Emit the entire listing verbatim.

• [RECORDS TO PROCESS]:
*** Begin section ***

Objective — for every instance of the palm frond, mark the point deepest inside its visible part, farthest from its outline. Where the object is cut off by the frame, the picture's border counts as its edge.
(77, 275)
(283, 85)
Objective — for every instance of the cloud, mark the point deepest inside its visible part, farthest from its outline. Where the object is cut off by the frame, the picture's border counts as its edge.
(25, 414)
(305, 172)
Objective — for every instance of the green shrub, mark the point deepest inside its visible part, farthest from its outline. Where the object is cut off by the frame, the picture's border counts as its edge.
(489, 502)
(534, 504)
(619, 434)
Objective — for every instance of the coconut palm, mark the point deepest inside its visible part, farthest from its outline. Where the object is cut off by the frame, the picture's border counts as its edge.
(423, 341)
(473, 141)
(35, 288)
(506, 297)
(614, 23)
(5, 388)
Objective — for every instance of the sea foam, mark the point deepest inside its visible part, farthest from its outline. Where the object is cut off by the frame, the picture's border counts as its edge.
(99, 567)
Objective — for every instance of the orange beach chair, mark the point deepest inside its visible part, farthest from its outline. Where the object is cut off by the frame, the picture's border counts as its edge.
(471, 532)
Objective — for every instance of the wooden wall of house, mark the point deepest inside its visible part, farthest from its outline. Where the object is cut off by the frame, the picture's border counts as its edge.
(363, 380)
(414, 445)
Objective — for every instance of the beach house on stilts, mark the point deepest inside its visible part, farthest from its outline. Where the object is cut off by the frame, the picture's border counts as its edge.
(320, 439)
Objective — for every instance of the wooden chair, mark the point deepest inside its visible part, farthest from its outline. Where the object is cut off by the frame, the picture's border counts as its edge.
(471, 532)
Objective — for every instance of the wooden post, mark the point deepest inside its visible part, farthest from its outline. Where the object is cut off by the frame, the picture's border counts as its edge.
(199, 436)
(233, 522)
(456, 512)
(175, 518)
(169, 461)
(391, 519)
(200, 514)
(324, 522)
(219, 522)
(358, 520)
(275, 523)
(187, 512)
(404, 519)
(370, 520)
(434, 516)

*** End section ***

• [TASK SOLUTION]:
Objective — for every instance of the palm frond, mark the point deepest inside its visible part, farthest from its outline. Where the object is cut off by the frame, the picture's border counts as its edge.
(77, 275)
(283, 85)
Objective — for every instance of the cloud, mark the point deepest inside its visible part, farthest from its outline. Where the object is cut off by the frame, the picture's border counts as its edge.
(25, 414)
(305, 172)
Objective — for every instance of the green shrub, mark the point deepest inside its visible part, farthest from its outline. Where the object is cut off by the frame, the picture's border counts as its edge.
(489, 502)
(534, 504)
(619, 434)
Objective — for every instance of the coconut palm, mark the point deepest inside its visible part, farthest from its outline. Where the object is cut off by the frame, the picture's border counts as its edge.
(423, 341)
(473, 141)
(35, 288)
(506, 297)
(614, 23)
(5, 388)
Objective — for every instance of the sea foam, mark the point deepest inside its visible part, farthest from its outline. Where the object is cut off by the frame, the picture's border counts as its edge.
(99, 567)
Objective — for every instance of the orange beach chair, mark the point deepest inside its visible part, farthest from its outline. Where the object is cut off by the frame, the picture's border counts as its edge.
(471, 532)
Objective — for every instance of the wooden wall of house, mark the point deepest inside its visible part, farthest from its outline. Where the object is cut off by the frame, the picture's border counts as its edge.
(363, 380)
(414, 445)
Objective — for every instance of the beach house on stilts, mark the point deepest inside its visible part, farthest from its outline. Where the object is cut off by the frame, the picture's border counts as its edge.
(320, 439)
Objective — for every instance of the wooden chair, mark the point deepest inside its visible part, farthest from its outline. Where the object is cut off by the frame, the picture's border counts as its edge.
(471, 532)
Objective — for every instance of the wooden post, mark the point deepest inside its visible part, farthest from its outline. Where the object is cut off by the frame, the picture's border counts as its edge.
(199, 436)
(233, 522)
(456, 512)
(175, 518)
(169, 461)
(391, 519)
(200, 514)
(324, 522)
(219, 522)
(358, 520)
(275, 523)
(187, 512)
(404, 519)
(370, 520)
(434, 516)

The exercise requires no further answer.